* _Aim_:
Copy the whole listing below word for word, leaving out the pictures.

# start of Records supplied

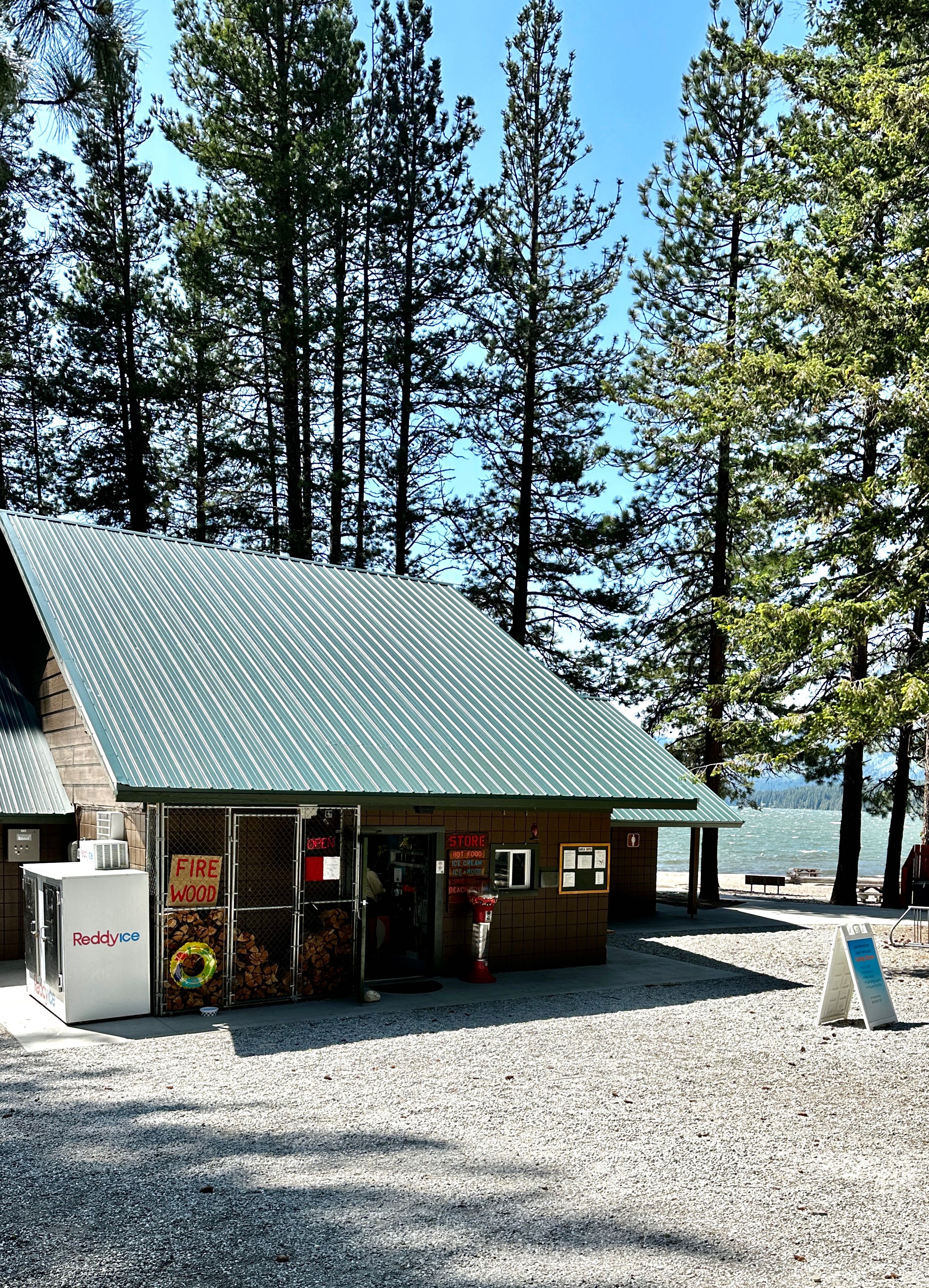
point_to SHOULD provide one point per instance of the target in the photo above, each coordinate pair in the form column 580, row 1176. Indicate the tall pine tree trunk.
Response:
column 524, row 512
column 34, row 402
column 846, row 885
column 720, row 585
column 200, row 446
column 363, row 395
column 339, row 344
column 269, row 424
column 285, row 255
column 402, row 511
column 901, row 785
column 305, row 402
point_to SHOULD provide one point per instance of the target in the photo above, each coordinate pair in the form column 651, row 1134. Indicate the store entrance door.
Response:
column 400, row 904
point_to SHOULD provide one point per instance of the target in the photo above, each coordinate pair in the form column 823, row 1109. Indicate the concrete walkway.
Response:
column 38, row 1030
column 756, row 914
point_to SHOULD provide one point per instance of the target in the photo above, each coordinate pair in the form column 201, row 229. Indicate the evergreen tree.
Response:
column 830, row 629
column 422, row 226
column 111, row 234
column 700, row 415
column 251, row 74
column 206, row 352
column 533, row 409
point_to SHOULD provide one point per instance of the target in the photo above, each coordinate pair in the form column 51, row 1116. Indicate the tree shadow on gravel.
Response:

# end of Records supplied

* _Task solution_:
point_to SHOULD provide one point per instance of the target in the photo above, each coordinate pair in the form column 580, row 1176. Indicate the tall pine tree trunk.
Response:
column 524, row 512
column 34, row 402
column 846, row 885
column 720, row 585
column 200, row 446
column 363, row 395
column 339, row 344
column 269, row 424
column 285, row 255
column 402, row 511
column 901, row 785
column 305, row 402
point_to SHOULD provide one point per instance of the target in the photo above, each coordinate pair in the form column 651, row 1134. Indicate the store entrance door.
Response:
column 400, row 904
point_to SHOULD provide one point per instance of the target in the photo above, each coordinate pair in the form column 823, row 1109. Indicate the concrete walkway.
Response:
column 38, row 1030
column 756, row 914
point_to SHOULD provide one point per instance of the target in the photo above, each coordinate pair in the form column 201, row 229. Indicate the evergreen tree.
Response:
column 830, row 629
column 422, row 226
column 111, row 234
column 700, row 415
column 251, row 74
column 206, row 352
column 533, row 409
point_to SHOULD provide one point per instance of the target in the photo above, each coordinate pair in the form column 51, row 1116. Indicate the tree shadow on gravel.
Response:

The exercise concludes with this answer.